◆ Written problem ◆
Gather each line of the material below that contains the word "gray" and copy it out in full.

◆ Input material ◆
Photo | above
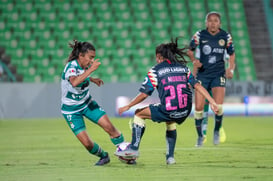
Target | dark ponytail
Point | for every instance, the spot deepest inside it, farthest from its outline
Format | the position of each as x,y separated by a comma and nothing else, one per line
79,47
171,51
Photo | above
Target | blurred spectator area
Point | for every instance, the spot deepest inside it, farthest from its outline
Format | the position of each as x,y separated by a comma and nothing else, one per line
36,33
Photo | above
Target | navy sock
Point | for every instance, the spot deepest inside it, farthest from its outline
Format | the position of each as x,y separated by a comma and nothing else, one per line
171,140
198,125
218,122
137,133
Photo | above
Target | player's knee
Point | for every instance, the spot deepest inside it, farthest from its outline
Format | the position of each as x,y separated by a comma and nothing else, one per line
198,114
221,110
139,121
171,126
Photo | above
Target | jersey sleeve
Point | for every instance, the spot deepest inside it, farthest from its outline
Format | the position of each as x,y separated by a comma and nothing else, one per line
230,46
150,83
195,40
191,78
71,71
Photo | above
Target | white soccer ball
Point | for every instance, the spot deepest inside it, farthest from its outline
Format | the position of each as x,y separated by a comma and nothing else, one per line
127,160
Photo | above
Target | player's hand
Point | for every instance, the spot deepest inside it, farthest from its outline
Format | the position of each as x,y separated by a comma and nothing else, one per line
214,107
95,64
123,109
197,63
229,73
97,81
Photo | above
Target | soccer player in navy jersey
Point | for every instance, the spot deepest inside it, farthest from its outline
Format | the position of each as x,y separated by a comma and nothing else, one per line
173,81
212,74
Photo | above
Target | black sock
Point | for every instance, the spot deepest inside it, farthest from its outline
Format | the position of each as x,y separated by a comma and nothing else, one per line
171,140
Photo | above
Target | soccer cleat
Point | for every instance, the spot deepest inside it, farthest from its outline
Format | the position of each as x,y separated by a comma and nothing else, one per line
199,142
128,153
223,136
103,160
170,161
216,138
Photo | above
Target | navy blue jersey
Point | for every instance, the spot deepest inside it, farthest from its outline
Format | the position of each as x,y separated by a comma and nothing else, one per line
172,83
212,51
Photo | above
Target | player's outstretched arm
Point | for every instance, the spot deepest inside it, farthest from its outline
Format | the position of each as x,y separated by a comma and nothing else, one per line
139,98
96,81
76,80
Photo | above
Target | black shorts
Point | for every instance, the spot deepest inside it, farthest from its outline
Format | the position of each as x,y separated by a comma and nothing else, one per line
158,115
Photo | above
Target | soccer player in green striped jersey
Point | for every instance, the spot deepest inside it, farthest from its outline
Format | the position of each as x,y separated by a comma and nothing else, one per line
78,103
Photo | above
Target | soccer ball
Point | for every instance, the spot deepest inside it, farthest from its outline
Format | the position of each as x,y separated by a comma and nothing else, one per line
127,160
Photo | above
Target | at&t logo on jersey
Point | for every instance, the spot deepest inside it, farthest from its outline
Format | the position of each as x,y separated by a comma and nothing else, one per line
206,49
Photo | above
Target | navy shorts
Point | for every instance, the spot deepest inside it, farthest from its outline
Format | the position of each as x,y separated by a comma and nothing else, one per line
208,83
158,115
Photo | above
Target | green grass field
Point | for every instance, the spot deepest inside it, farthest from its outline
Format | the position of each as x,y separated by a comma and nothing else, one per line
46,150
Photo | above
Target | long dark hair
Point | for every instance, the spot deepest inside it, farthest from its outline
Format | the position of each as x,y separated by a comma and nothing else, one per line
171,51
79,47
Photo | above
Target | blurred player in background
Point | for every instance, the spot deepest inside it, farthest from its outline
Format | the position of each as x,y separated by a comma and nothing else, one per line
206,106
77,101
211,71
171,77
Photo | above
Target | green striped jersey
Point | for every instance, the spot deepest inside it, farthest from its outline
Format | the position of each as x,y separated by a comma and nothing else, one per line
77,98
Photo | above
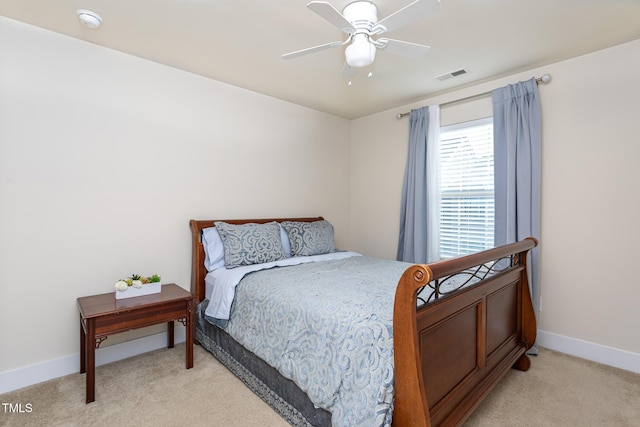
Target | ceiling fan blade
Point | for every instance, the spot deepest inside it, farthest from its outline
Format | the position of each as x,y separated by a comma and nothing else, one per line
407,14
331,14
309,50
348,71
400,47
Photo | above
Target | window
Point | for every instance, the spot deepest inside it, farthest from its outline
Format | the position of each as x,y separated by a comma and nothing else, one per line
466,188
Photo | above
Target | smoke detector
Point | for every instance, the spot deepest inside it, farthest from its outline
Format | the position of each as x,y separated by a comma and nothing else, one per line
88,18
450,74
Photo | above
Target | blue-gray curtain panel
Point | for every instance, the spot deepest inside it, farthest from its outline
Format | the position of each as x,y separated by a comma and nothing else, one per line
412,245
517,139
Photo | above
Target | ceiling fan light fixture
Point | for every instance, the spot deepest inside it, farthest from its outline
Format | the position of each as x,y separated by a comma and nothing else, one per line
360,53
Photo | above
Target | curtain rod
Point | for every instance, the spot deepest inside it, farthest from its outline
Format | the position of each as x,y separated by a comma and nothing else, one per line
546,78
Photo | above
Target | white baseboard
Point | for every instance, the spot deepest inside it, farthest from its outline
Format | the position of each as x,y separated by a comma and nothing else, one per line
55,368
23,377
590,351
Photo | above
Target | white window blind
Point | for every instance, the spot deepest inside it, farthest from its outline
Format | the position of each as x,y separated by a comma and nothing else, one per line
466,188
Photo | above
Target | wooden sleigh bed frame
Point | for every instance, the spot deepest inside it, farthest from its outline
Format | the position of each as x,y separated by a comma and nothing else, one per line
450,352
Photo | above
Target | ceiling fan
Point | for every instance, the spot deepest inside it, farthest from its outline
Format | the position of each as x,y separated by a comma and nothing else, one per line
360,21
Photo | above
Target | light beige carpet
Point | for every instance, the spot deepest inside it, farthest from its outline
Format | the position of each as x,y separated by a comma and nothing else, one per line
156,389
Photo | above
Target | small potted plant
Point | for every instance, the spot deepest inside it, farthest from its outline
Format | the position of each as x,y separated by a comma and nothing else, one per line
137,285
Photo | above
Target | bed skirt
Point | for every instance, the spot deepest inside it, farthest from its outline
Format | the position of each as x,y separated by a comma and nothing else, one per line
280,393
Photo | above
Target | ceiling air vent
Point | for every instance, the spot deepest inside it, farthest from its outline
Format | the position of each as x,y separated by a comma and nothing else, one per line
456,73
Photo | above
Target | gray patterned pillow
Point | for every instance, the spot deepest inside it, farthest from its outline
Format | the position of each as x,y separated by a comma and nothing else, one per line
310,238
247,244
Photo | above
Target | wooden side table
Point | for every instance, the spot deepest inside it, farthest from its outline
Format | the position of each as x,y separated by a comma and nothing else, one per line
103,315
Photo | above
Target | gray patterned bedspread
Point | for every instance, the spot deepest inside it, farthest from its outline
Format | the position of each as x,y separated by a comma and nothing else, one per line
328,327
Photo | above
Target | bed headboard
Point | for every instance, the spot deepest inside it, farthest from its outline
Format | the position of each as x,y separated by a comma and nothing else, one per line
198,270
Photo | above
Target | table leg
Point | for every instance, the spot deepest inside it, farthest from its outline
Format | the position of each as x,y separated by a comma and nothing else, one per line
170,331
90,341
189,338
83,343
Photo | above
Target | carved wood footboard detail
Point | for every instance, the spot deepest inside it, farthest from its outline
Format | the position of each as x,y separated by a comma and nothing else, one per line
451,352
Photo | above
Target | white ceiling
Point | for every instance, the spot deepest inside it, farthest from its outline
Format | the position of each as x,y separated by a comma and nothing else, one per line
240,42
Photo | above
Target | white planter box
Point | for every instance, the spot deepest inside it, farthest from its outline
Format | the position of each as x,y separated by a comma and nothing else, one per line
146,289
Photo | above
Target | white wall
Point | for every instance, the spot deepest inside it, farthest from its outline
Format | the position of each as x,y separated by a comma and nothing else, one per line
590,196
105,157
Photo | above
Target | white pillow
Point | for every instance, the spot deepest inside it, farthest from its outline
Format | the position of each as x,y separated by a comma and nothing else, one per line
286,244
213,249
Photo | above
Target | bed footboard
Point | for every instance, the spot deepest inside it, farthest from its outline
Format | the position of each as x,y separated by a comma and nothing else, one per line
452,350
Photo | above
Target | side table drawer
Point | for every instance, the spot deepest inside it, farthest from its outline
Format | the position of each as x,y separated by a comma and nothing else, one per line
140,318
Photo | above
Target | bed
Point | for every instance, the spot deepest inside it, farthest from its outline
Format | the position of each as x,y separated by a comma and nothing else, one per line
449,330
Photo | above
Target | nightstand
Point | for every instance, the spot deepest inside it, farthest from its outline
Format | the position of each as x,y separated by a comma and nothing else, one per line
103,315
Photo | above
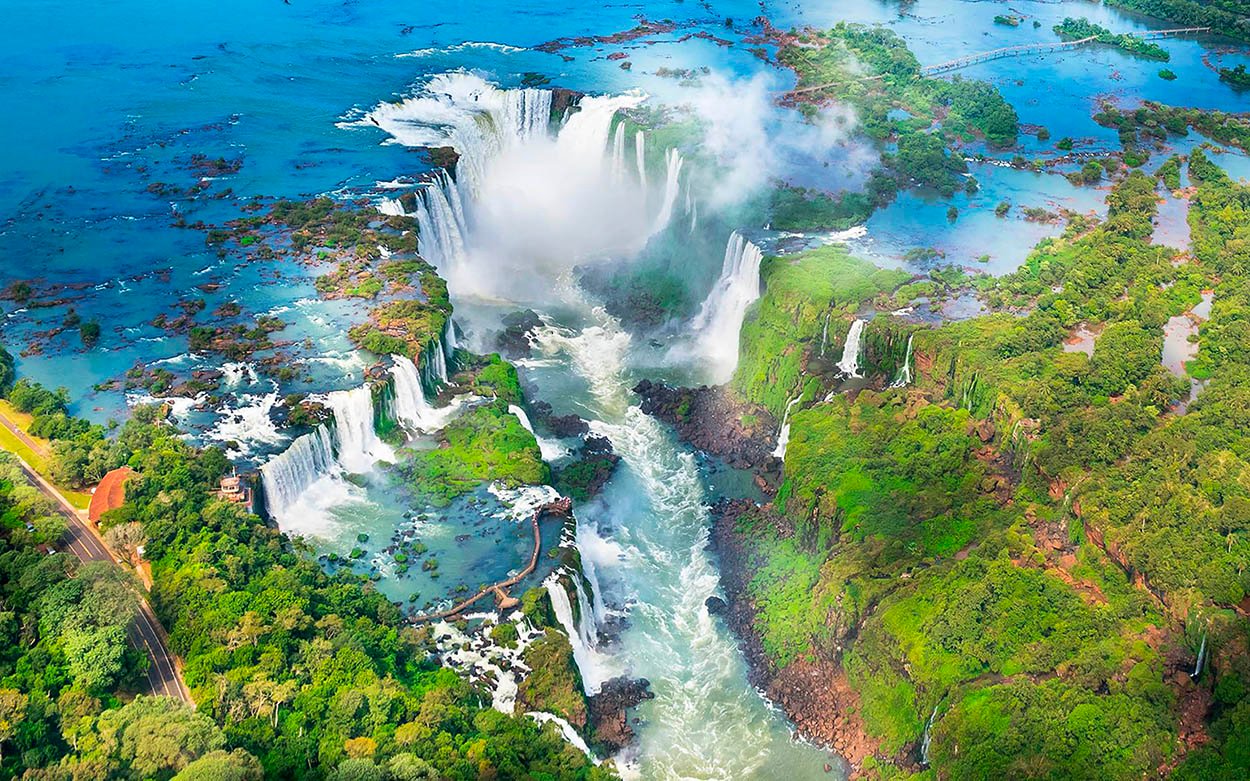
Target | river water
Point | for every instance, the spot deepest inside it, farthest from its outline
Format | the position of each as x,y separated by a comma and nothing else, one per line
110,101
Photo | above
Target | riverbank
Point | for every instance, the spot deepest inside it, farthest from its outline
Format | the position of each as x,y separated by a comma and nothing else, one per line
813,692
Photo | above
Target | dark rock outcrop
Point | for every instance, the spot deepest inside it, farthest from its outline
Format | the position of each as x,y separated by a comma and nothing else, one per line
811,691
713,420
609,717
514,340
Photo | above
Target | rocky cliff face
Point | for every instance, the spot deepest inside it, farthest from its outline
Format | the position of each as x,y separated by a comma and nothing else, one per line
813,692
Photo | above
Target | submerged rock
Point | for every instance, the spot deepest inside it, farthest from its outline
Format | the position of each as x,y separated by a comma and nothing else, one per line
514,340
711,420
609,719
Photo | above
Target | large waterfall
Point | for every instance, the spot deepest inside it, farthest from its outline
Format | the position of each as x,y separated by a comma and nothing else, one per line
550,449
289,474
671,188
784,434
904,378
351,445
926,741
490,230
849,364
441,221
720,318
581,634
359,445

◆ Answer to this problem ◆
Target | blue-gray curtain panel
Target | gray patterned pillow
Target | gray patterned bedspread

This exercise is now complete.